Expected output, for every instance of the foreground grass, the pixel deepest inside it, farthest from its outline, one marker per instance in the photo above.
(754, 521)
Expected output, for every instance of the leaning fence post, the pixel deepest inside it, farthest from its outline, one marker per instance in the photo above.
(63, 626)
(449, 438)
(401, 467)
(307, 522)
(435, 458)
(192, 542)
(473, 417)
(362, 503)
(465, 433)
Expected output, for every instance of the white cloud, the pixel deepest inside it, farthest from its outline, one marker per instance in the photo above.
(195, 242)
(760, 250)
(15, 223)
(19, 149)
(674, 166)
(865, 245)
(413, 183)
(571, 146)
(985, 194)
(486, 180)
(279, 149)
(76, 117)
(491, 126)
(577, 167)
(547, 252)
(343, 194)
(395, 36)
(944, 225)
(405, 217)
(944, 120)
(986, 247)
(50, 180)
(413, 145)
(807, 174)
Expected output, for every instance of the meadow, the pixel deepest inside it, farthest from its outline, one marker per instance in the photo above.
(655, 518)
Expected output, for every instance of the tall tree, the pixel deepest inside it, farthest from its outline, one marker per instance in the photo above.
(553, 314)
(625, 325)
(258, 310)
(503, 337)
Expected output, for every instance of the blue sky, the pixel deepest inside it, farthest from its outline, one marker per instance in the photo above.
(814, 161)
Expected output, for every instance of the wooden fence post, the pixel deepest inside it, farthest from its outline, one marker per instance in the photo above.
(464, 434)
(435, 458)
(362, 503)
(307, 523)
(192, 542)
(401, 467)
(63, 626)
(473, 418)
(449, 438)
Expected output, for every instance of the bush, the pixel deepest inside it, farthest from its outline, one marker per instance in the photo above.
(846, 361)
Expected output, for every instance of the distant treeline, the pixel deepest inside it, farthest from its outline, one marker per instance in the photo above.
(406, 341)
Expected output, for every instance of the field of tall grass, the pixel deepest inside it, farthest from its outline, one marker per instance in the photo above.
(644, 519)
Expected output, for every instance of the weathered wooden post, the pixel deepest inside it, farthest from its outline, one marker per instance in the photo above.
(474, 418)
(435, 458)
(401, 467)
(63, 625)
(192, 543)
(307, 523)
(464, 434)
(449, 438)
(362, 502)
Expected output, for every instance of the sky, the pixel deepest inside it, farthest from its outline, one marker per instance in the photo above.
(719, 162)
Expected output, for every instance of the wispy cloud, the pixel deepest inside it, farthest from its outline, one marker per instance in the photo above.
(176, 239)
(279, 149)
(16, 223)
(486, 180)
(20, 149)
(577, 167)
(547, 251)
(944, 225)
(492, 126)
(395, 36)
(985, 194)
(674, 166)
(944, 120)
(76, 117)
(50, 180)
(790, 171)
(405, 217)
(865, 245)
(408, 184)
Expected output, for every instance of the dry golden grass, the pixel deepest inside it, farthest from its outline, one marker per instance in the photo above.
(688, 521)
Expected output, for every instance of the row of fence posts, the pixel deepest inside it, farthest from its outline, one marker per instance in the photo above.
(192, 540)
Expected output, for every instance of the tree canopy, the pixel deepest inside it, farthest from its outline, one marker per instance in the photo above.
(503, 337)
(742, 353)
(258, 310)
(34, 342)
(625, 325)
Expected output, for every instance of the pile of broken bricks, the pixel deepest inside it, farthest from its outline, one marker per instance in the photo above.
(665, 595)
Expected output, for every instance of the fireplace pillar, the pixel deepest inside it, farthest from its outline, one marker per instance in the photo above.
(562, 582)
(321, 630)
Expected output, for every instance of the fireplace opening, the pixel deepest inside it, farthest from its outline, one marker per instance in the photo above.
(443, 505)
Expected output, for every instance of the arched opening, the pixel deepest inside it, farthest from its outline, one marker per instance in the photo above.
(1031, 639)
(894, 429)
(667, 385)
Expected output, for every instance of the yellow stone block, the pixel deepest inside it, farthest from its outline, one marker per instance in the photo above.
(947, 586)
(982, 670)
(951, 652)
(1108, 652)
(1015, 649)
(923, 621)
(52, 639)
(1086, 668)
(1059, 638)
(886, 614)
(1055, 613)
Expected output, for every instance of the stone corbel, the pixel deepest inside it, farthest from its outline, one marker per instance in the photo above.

● ● ● ●

## WORK ORDER
All the entries above should come back exactly as they are written.

## FINAL ANSWER
Expected output, for every instance of the foreground grass, the pixel deepest inside it, farthest from its outline, one marker per instance in the photo above.
(754, 521)
Expected output, for every instance of the leaning fence post, the pixel deepest inside it, farthest from its outline, one marker per instance in the photo above.
(63, 626)
(449, 438)
(401, 467)
(307, 522)
(435, 458)
(192, 542)
(473, 417)
(362, 503)
(465, 433)
Expected output, for every instance of the white cloud, the pixel deepest inside it, farthest from its outline, one marker per instance in the photo above.
(195, 242)
(760, 250)
(15, 223)
(19, 149)
(674, 166)
(865, 245)
(413, 183)
(571, 146)
(985, 194)
(486, 180)
(279, 149)
(76, 117)
(491, 126)
(577, 167)
(547, 252)
(343, 194)
(395, 36)
(944, 225)
(405, 217)
(944, 120)
(986, 247)
(50, 180)
(413, 145)
(807, 174)
Expected output, for every instance of the meadow, the pixel deepest inside it, farthest from its outline, one marker per instance in the photo above.
(655, 518)
Expected output, for every instance of the tall tree, the pixel deepest inside it, farthest from its outline, one marker per instance in the photo above.
(553, 314)
(625, 325)
(258, 310)
(503, 337)
Expected output, for every instance of the blue sky, the pixel deepest inside it, farthest from its outline, one marker per instance in the photo above.
(814, 161)
Expected output, for every instance of the wooden fence post, the pixel deepest inside it, farthest from its outline, one marker per instance in the photo above.
(464, 434)
(435, 458)
(362, 503)
(307, 523)
(192, 542)
(401, 467)
(63, 626)
(473, 418)
(449, 438)
Expected output, for every instance of the bush, the pixel deepest inside it, farthest from its outline, one marker per instance in the photo above.
(846, 361)
Expected output, for every instance of the distant treeline, the pixel deepest inside it, farthest from its outline, one marker per instance in the photo above.
(406, 341)
Expected output, for every instance of the field of tall grass, the pixel deepest inside it, farthest from its outline, one marker per instance in the photo above.
(644, 519)
Expected output, for every instance of the weathered wooden post, the pixel deepest inside it, farthest from its outline, one marker per instance in the photo above.
(474, 418)
(435, 458)
(401, 467)
(63, 625)
(192, 543)
(307, 523)
(464, 434)
(449, 438)
(362, 502)
Expected output, for every instance of the sky, the pixel deepest inside it, farthest from its outline, one marker per instance in the photo above.
(719, 162)
Expected output, for every instance of the wispy cloud, the pixel deepest inside it, farthest from its outline, one marker per instance in the photo above.
(176, 239)
(279, 149)
(16, 223)
(486, 180)
(20, 149)
(577, 167)
(547, 251)
(944, 225)
(492, 126)
(395, 36)
(985, 194)
(674, 166)
(944, 120)
(76, 117)
(50, 180)
(790, 171)
(405, 217)
(865, 245)
(408, 184)
Expected output, for every instance of the dry golden grass, the pixel deepest inside it, farthest from its outline, one marker per instance in the photo above.
(688, 521)
Expected output, for every instance of the row of fence posts, the pixel deepest inside it, farthest from its outline, one marker per instance in the photo above.
(192, 540)
Expected output, for every instance of the tree canopy, the pixel deepest inside it, farthest from its outline, one marker per instance in the photo above.
(503, 337)
(742, 353)
(258, 310)
(34, 342)
(625, 325)
Expected output, for every instance of the pile of broken bricks, the pixel deepest inside it, farthest from its outline, one marker per instance in the photo above.
(665, 595)
Expected output, for every instance of the fireplace pillar, the pixel deepest inside it, farthest from its outline, one marker per instance in the photo above.
(562, 582)
(321, 630)
Expected output, for every instance of the fireplace opening, the pixel deepest inside it, farthest from its outline, one marker per instance in the photo above.
(443, 505)
Expected output, for every instance of the arched opening, the pixel deepest inside it, farthest from its outline, one marker per instance in the photo above.
(1031, 639)
(894, 429)
(667, 385)
Expected output, for every instance of the yellow stone block, the pixel deepest inside it, farthest from its outline, one marker per instance in the photo above.
(947, 586)
(982, 670)
(951, 652)
(1108, 652)
(1015, 649)
(923, 621)
(52, 639)
(1086, 668)
(1059, 638)
(886, 614)
(1055, 613)
Expected output, for every instance of the stone corbel, the pixel deepest inside it, farthest from its outline, one marker per instance in the photo above.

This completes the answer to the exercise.